There’s one other interesting aspect about the Internet of Things (Merchandise.) The actual definition of Web 3.0 is that many of our tools and appliances (Things) will have embedded software controlled and monitored by the Net. One will be able to use a computer to control home heating, regulate the stove, lock doors, dim the lights, turn up the hot water heater, watch the children, program the TV, etc.
Third parties now have a fairly detailed awareness of how each individual uses the Web, and thus many of their desires, interests, purchases, reading material, daily activities, etc. Through the Web of Things, they will also know a lot about our Things and how we use them. They also know who we talk to and where we travel. What are the long-term implications of these developments? How will this massive potential for social engineering be best used and controlled?
It’s not so much that I’m negative but that I find these questions very interesting and the trends sometimes disturbing. Perhaps it’s an occupational hazard. I think the most interesting artists and thinkers throughout history (especially writers) have been those who tended toward skepticism, those willing to challenge and question the status quo. Bruno, Galileo, MLK, Gandhi, etc. Perhaps there’s room for even lesser lights to be a bit resistant, and even about more everyday matters. To return to the original theme: Are all of them just trolls?
Rick Robinson (Mr. CutTime) says
Stories about leaders for the future of the classical arts are either scattered and hidden, or validated by the gatekeepers, with several new but small pockets of sharing taking place barely on the radar because of the saturation on the ground. I’m very fortunate to have been invited to perform at one such barely-visible convening at DePauw University next month called 21CMposium; the first (annual) conference for 21st-Century classical musicianship. It will feature some leading groups like Project Trio, Kronos Quartet, and Roomful of Teeth, plus a new ensemble competition, as well as thought-leaders like Greg Sandow, Mike Block and Justin Kantor. Will it be perfectly representative of all that is out here? Certainly not. Will it ever be in the future? I wouldn’t expect so. Is it better than nothing and worth doing? Hell yeah!

◆ **Given instruction**: In the comments excerpt, what is the conference at DePauw University called? Rely only on the comments excerpt.

◆ **Extracted material**:
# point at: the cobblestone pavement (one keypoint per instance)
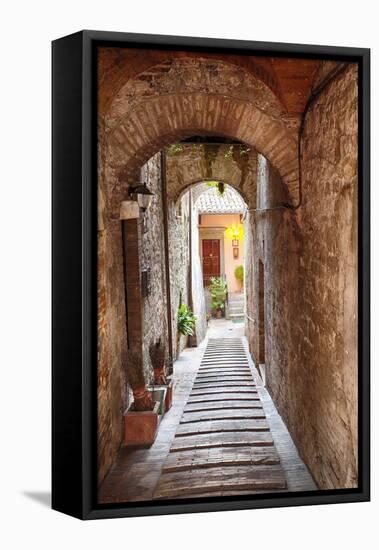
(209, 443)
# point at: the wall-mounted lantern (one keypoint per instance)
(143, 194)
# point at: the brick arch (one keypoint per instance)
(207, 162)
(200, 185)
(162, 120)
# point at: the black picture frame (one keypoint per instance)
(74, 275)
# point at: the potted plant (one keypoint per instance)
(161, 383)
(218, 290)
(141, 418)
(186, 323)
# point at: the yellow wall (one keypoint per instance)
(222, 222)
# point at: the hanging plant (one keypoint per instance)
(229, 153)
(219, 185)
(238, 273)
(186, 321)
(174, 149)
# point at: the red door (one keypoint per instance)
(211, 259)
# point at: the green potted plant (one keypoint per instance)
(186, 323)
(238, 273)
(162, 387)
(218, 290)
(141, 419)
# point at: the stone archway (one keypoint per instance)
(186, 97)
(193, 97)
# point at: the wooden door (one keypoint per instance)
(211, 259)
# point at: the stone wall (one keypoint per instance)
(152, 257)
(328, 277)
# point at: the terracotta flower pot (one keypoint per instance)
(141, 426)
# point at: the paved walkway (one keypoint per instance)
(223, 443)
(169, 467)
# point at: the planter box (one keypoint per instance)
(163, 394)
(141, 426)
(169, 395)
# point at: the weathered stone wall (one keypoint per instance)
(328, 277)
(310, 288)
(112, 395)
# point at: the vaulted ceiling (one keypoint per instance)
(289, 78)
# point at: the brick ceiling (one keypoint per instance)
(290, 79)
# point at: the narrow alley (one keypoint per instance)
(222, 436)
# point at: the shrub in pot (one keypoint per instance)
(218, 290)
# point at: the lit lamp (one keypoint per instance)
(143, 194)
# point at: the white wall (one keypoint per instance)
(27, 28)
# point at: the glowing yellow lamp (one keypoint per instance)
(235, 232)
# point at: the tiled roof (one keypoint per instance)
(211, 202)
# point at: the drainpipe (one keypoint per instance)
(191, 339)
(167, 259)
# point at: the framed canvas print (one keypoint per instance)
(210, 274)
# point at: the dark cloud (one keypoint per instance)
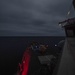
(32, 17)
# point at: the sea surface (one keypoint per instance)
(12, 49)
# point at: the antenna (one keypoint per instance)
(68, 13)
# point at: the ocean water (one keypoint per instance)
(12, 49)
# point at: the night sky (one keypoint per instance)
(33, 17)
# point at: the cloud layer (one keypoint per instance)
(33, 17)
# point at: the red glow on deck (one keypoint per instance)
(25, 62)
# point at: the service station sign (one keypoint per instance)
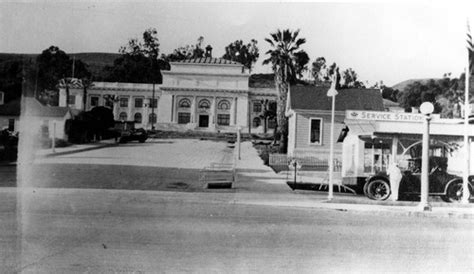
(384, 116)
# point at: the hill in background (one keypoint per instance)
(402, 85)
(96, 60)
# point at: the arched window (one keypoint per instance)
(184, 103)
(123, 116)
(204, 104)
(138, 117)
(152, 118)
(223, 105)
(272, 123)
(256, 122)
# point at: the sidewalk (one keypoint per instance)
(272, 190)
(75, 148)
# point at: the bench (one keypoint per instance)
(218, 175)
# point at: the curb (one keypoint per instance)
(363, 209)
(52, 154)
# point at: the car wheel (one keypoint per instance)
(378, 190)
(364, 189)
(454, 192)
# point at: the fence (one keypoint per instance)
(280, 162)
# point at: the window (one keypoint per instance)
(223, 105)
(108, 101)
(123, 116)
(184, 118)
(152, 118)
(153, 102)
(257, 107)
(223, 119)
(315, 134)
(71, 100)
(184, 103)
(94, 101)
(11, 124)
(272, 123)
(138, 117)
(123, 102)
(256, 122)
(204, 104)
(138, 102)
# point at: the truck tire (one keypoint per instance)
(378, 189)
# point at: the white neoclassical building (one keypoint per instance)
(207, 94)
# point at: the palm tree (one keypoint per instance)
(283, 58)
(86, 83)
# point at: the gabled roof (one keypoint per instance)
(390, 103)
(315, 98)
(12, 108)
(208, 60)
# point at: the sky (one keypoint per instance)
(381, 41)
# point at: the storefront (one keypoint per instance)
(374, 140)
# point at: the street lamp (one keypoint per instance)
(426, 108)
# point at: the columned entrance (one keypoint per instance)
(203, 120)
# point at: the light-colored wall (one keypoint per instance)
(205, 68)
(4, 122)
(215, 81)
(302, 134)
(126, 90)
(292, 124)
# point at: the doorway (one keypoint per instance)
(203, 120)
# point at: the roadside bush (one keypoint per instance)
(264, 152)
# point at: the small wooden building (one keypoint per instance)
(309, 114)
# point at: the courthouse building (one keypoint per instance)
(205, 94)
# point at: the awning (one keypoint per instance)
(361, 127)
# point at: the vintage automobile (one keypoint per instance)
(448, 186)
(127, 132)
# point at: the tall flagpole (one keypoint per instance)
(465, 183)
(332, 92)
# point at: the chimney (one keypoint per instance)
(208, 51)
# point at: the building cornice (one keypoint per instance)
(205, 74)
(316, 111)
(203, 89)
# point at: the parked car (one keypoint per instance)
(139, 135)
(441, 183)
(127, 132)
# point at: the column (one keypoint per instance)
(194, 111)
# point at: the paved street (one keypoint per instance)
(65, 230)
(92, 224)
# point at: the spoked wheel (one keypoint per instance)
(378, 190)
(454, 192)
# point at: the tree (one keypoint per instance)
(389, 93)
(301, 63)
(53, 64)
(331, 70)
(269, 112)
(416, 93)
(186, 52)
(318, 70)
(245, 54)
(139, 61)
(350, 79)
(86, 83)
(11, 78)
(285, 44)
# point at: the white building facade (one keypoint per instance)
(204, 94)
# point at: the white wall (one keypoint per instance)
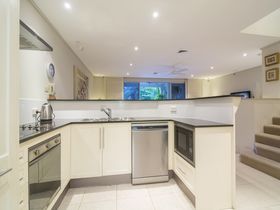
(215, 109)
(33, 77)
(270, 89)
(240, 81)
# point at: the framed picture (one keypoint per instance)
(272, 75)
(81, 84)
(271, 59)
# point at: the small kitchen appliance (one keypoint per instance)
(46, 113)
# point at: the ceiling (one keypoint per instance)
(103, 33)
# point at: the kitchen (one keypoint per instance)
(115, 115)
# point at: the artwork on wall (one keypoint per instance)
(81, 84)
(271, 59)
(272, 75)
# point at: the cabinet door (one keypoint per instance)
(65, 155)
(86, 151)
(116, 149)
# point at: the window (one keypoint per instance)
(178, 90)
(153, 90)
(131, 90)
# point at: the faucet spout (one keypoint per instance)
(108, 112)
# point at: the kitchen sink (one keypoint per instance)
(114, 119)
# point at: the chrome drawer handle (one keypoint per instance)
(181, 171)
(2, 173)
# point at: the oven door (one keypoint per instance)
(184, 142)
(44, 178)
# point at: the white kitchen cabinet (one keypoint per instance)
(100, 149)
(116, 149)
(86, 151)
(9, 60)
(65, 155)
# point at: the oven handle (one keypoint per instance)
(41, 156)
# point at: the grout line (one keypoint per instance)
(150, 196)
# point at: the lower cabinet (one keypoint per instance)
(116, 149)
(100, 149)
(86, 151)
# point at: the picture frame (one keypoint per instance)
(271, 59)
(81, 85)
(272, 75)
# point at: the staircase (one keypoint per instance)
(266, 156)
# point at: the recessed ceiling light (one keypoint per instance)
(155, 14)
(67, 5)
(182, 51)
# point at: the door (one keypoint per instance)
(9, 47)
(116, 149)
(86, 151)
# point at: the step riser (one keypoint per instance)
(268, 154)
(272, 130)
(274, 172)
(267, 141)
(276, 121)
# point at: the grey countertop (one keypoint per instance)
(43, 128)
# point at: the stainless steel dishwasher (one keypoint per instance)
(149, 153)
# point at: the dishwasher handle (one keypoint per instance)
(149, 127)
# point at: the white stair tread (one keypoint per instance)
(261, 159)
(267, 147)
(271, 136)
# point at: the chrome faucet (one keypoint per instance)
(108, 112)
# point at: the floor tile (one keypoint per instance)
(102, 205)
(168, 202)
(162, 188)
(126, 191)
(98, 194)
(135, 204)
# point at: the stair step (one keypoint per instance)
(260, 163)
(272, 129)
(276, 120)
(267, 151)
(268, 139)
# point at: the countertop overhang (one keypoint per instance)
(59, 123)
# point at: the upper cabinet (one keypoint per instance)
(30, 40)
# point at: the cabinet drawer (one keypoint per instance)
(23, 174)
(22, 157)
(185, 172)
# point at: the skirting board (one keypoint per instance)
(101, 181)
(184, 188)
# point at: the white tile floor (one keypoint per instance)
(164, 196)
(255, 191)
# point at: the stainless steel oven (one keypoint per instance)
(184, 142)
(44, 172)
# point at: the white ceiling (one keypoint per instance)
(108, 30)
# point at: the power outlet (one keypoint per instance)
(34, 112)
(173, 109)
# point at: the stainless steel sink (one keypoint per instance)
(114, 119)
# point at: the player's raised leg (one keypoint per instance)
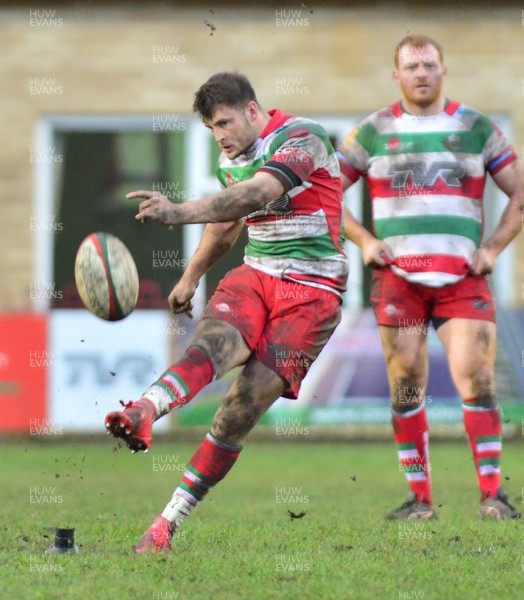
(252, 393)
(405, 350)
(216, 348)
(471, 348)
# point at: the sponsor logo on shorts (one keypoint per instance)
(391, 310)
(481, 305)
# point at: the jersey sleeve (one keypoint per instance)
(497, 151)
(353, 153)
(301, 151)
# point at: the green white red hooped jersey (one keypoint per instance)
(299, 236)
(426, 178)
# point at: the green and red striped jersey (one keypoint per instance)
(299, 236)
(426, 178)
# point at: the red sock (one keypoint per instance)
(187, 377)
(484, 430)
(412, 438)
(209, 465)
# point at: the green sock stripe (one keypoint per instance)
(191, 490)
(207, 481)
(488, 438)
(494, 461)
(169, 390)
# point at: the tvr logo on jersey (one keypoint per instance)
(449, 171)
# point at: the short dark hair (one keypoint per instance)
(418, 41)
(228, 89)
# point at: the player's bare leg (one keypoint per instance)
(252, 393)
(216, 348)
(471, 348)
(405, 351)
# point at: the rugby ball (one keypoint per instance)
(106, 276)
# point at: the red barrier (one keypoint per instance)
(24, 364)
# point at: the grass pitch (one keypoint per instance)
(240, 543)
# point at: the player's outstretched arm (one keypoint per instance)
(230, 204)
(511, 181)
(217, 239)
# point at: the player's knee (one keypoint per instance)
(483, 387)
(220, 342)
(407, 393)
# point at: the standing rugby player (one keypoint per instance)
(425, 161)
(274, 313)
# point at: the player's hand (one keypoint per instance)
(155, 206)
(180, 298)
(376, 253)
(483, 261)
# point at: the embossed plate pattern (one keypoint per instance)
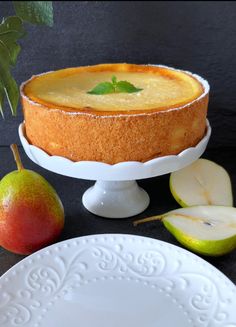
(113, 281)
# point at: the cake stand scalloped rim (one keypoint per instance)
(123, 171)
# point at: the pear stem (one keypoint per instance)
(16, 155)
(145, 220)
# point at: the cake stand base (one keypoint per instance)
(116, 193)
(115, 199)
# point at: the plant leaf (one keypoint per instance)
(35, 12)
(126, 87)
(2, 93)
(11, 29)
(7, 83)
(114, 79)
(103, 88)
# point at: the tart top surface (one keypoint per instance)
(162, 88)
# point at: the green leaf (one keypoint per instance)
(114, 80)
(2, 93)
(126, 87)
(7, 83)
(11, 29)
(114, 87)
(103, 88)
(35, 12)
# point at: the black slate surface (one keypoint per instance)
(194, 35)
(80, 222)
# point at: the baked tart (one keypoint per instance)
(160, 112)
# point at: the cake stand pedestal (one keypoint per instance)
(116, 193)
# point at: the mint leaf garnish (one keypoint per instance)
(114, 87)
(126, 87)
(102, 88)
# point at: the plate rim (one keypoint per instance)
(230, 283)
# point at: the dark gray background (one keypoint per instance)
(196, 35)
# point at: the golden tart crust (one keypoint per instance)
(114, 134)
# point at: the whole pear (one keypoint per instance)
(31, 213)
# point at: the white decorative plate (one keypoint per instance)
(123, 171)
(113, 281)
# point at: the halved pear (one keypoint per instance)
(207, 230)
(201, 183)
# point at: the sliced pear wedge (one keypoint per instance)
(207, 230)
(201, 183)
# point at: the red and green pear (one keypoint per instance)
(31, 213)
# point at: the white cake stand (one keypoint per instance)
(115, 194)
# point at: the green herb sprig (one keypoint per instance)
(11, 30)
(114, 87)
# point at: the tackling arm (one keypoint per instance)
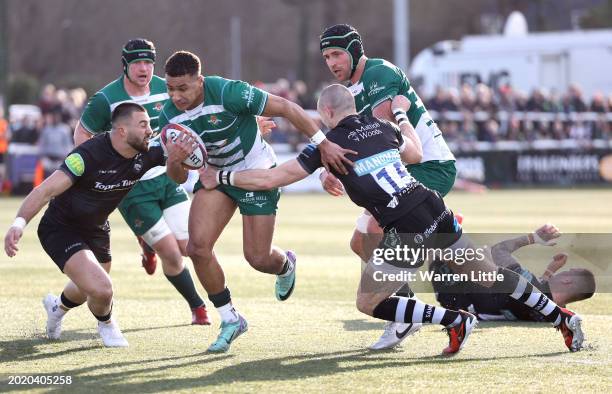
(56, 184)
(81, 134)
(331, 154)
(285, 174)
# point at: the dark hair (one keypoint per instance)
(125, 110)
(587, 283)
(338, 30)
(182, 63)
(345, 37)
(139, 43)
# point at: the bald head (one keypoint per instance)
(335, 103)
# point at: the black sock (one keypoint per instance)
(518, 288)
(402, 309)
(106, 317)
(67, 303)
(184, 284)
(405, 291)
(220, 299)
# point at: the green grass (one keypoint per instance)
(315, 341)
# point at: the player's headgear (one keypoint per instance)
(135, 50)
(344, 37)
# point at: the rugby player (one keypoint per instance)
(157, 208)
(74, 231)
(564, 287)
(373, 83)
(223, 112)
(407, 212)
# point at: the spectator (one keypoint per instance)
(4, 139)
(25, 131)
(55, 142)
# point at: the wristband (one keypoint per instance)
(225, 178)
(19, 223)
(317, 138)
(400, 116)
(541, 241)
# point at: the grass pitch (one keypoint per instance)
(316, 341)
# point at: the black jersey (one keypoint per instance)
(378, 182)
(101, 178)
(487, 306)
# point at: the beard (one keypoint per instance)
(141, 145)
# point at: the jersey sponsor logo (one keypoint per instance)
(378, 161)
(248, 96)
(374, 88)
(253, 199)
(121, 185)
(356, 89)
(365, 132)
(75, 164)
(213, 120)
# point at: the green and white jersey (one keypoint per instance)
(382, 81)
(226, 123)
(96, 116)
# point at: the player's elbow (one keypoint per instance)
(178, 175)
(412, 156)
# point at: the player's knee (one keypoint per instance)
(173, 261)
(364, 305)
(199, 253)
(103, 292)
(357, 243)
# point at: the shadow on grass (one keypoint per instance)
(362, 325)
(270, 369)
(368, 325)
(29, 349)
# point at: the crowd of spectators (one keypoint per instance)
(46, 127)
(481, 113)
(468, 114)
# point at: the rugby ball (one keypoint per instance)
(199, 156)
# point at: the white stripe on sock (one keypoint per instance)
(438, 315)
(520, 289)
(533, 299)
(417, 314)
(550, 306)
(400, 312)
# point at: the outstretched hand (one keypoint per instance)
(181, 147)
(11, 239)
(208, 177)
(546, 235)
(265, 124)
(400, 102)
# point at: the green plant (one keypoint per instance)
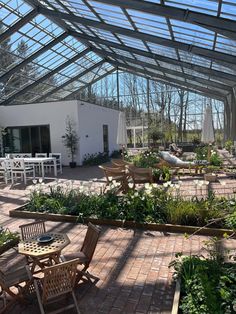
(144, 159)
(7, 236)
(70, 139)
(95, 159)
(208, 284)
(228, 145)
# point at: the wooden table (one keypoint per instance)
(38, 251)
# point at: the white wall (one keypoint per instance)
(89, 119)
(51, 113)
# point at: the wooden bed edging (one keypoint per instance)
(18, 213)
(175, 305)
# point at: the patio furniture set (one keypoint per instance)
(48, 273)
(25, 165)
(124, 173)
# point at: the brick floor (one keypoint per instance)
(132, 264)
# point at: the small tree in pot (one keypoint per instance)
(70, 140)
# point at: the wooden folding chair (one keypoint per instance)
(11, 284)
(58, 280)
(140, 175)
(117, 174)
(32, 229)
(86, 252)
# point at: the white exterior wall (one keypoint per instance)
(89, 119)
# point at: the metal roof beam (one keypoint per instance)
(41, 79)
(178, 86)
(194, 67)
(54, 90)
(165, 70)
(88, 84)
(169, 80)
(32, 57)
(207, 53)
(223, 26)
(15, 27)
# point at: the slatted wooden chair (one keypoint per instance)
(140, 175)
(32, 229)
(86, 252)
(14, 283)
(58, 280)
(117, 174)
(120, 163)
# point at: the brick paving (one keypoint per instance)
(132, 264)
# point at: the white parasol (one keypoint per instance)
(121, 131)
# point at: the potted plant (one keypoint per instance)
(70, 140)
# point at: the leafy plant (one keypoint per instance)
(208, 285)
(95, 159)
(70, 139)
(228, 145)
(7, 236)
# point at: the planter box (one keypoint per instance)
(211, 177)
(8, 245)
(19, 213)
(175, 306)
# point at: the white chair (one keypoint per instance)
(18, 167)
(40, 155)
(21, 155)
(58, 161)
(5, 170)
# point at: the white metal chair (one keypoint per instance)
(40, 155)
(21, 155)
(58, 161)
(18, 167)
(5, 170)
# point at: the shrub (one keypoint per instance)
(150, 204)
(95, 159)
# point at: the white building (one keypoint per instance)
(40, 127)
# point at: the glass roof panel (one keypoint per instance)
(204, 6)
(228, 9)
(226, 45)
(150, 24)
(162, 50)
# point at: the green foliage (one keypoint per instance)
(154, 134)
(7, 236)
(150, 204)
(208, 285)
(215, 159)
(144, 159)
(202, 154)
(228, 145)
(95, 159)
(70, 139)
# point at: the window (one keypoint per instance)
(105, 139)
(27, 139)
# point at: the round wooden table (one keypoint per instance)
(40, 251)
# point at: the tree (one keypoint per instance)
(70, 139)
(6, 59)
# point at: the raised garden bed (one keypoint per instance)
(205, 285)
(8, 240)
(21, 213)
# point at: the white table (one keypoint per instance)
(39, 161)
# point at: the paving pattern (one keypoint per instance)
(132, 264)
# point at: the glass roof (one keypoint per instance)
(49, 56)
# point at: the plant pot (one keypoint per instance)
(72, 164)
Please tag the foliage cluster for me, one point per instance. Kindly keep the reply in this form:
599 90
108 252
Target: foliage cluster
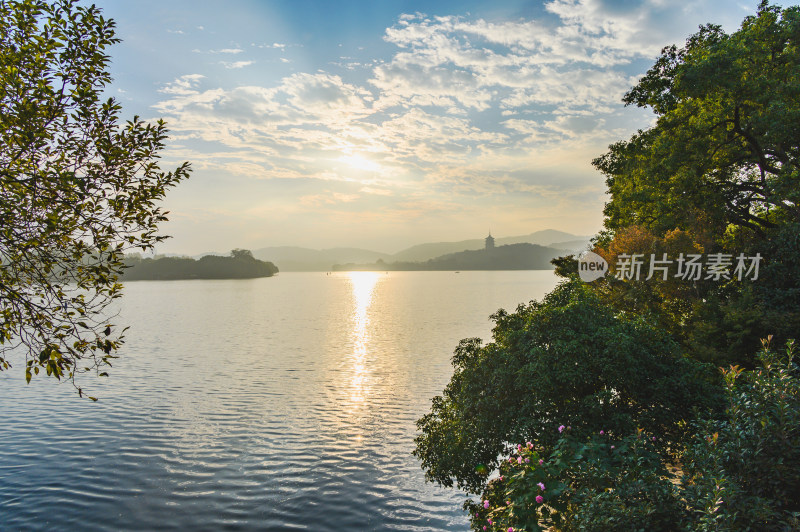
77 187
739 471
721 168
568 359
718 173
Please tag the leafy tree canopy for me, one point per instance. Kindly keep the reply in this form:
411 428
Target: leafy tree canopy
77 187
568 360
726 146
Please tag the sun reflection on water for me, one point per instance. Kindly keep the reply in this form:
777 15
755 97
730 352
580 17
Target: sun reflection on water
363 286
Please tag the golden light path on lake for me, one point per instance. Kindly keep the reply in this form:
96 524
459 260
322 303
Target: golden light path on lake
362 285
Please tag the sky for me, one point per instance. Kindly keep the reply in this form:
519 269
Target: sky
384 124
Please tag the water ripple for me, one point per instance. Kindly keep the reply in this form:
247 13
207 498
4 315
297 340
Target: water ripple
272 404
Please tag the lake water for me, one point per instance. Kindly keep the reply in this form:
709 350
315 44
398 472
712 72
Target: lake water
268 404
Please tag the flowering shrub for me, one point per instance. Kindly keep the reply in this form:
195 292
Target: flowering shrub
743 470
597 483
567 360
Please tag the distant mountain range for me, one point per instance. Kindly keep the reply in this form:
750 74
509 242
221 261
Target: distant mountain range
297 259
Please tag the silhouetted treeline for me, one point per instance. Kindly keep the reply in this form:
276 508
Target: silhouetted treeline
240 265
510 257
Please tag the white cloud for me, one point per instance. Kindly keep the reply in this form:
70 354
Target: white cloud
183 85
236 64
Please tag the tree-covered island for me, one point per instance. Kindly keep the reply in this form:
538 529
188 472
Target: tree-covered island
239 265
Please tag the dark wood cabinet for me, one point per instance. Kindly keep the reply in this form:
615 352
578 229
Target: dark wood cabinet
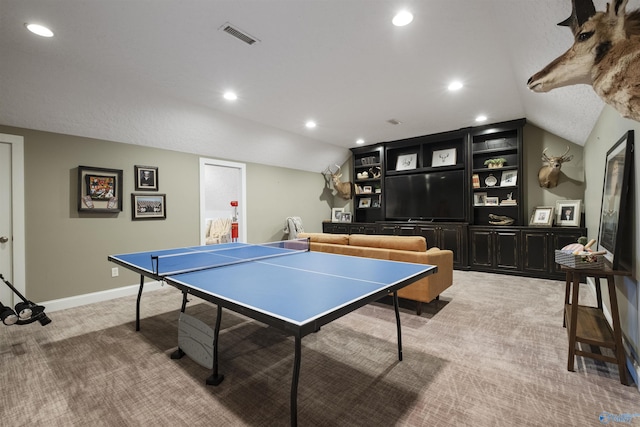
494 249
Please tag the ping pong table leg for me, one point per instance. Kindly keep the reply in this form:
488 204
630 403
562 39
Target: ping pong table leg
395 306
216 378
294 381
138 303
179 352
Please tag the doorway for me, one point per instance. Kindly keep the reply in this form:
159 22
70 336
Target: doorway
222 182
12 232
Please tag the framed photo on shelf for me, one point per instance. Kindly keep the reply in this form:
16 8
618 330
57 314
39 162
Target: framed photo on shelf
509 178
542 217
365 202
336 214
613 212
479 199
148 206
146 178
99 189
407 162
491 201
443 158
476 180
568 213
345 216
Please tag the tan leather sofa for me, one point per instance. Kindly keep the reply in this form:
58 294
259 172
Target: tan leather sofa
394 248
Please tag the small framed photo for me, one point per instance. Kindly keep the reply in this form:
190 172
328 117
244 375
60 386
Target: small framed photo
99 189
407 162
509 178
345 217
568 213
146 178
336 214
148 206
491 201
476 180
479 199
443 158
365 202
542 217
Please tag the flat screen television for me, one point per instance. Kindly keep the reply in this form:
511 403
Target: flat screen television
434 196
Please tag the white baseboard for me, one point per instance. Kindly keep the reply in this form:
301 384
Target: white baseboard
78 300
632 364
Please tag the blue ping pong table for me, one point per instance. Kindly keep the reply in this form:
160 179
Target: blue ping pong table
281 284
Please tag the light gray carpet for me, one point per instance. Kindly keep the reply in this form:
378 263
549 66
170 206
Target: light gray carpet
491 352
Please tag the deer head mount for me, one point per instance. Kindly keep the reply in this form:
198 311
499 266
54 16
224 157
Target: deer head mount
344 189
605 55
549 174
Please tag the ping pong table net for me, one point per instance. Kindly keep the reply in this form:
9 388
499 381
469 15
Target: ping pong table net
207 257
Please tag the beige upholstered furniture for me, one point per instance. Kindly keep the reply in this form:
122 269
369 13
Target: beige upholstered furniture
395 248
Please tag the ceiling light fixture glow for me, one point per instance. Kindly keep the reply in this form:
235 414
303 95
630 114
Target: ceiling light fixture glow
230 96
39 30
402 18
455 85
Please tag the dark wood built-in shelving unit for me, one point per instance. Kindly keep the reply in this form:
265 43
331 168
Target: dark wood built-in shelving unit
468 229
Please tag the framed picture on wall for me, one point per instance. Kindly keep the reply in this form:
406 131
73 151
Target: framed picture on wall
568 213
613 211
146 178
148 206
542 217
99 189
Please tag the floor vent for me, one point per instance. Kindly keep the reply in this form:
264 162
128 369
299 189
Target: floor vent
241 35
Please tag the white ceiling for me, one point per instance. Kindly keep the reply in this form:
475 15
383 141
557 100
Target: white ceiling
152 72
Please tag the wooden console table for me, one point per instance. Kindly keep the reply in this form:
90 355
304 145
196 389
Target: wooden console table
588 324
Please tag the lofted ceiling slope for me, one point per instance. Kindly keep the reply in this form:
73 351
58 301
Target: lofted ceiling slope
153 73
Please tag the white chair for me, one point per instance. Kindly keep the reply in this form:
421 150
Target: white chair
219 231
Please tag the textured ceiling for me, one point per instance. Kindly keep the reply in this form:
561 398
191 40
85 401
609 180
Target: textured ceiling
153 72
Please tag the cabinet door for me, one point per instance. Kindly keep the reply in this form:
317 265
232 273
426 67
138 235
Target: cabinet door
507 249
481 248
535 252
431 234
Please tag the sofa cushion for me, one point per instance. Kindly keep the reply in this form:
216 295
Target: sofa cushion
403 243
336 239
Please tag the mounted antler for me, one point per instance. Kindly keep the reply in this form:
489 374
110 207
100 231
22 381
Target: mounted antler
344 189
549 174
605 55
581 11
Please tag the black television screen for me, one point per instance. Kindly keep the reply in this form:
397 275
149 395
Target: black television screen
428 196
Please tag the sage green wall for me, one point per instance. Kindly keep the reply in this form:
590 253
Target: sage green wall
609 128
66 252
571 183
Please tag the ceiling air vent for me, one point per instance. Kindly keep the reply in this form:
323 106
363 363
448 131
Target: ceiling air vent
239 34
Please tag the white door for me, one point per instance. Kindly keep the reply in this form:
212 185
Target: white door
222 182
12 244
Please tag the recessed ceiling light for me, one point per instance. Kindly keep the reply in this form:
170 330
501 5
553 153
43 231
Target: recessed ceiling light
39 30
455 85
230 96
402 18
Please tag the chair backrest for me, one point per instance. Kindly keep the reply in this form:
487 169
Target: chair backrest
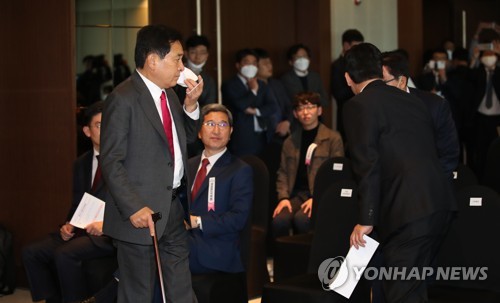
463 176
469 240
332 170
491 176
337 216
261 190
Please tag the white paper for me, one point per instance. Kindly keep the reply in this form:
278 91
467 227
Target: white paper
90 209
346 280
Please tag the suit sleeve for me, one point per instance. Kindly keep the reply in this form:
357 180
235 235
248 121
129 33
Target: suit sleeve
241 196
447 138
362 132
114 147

◆ **Task response**: 21CMposium